--- start TEXT EXCERPT ---
Incident
|
#10 at
GoCardless on
2017/10/10 by Chris Sinjakli, Harry Panayiotou, Lawrence Jones, Norberto Lopes, Raul Naveiras (Site Reliability Engineers)
|
Full report
|
https://gocardless.com/blog/incident-review-api-and-dashboard-outage-on-10th-october/
|
How it happened
|
A disk array failed on the primary database node and conicidently a database subprocess crashed on the synchronous replica. The cluster management system was then unable to promote one of the replicas to be primary, due to subtle interactions between three configurations.
|
Architecture
|
An API layer that connects to a PostgreSQL cluster using a virtual IP address. The cluster has 1 primary node, 1 synchronous replica node and 1 asynchronous replica node. The cluster and virtual IP address is managed by Pacemaker.
--- end TEXT EXCERPT ---
--- start EXTRACTED RECORDS ---
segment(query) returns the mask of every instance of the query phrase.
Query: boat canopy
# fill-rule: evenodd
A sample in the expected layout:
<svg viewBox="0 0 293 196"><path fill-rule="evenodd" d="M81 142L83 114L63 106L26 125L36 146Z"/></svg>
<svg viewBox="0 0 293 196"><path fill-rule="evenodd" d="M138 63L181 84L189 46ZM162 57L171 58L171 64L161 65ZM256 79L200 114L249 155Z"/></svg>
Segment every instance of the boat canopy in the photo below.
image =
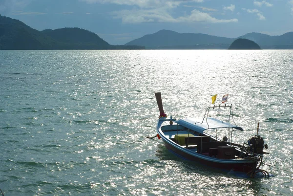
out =
<svg viewBox="0 0 293 196"><path fill-rule="evenodd" d="M206 130L217 128L232 128L240 131L243 131L242 128L237 127L235 125L211 117L205 118L203 121L202 118L185 118L174 122L179 125L181 125L188 129L201 133L202 133Z"/></svg>

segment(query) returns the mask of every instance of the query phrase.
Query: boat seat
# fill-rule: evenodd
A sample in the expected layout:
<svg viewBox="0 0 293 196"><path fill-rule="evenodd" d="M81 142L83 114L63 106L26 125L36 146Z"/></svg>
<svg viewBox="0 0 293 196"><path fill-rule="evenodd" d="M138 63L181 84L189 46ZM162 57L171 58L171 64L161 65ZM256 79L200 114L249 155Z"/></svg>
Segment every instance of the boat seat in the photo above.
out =
<svg viewBox="0 0 293 196"><path fill-rule="evenodd" d="M171 131L177 130L184 130L184 127L180 125L165 125L161 127L161 130L163 131Z"/></svg>
<svg viewBox="0 0 293 196"><path fill-rule="evenodd" d="M198 145L197 152L200 153L209 153L209 150L210 148L218 148L218 146L227 146L227 144L224 141L215 141L215 142L203 142L201 144Z"/></svg>
<svg viewBox="0 0 293 196"><path fill-rule="evenodd" d="M190 145L199 145L202 142L209 142L210 141L210 136L209 135L201 136L191 136L189 137L185 137L185 143L186 144L186 148L190 148Z"/></svg>

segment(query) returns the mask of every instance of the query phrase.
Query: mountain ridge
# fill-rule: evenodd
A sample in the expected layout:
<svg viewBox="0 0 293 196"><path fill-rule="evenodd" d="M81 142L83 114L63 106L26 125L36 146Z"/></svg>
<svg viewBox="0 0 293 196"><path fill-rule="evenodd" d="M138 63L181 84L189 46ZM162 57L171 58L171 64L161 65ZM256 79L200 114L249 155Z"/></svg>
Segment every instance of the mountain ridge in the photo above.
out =
<svg viewBox="0 0 293 196"><path fill-rule="evenodd" d="M293 32L280 36L252 32L236 38L229 38L203 33L180 33L164 29L125 44L142 45L146 49L228 49L234 41L240 38L253 41L263 49L293 49Z"/></svg>
<svg viewBox="0 0 293 196"><path fill-rule="evenodd" d="M0 14L0 49L131 49L143 46L110 45L97 34L79 28L39 31Z"/></svg>

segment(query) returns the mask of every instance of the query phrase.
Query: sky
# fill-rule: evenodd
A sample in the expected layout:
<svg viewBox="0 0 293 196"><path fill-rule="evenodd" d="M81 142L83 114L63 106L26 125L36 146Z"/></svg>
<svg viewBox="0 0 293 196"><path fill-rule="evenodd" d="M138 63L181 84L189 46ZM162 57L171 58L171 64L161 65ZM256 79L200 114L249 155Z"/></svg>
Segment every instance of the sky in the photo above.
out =
<svg viewBox="0 0 293 196"><path fill-rule="evenodd" d="M39 31L84 29L113 45L162 29L233 38L293 31L293 0L0 0L0 14Z"/></svg>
--- end EXTRACTED RECORDS ---
§ WHAT YOU WILL DO:
1) Say whether each statement agrees with the GoCardless incident summary. Answer yes or no for each, and quote the words from the summary that decide it.
(a) The API layer reaches the PostgreSQL cluster through a virtual IP address.
(b) The disk array failure happened on the synchronous replica.
(c) Pacemaker manages both the cluster and the virtual IP address.
2) Continue the GoCardless incident summary from the point where it stops.
The stored data lines are separate material from the GoCardless incident summary.

§ ANSWERS:
1)
(a) Yes: "An API layer that connects to a PostgreSQL cluster using a virtual IP address."
(b) No: "A disk array failed on the primary database node"
(c) Yes: "The cluster and virtual IP address is managed by Pacemaker."

2)
|
Technologies
|
PostgreSQL, Pacemaker
|
Root cause
|
A disk array failure on the primary database node combined with a conicident database subprocess crashing on the synchronous replica and some subtle interactions between cluster management configurations.
|
Failure
|
Primary database failed and the cluster (managed by Pacemaker) failed to promote a replica to be the new primary, leaving the database unavailable.
|
Impact
|
1 hour and 50 minute outage of API Dashboard.
|
Mitigation
|
Put the cluster into maintenance mode, configured the synchronous replica to be a primary, and manually started database. Configured clients of the database with the (non-virtual) IP address of the new primary.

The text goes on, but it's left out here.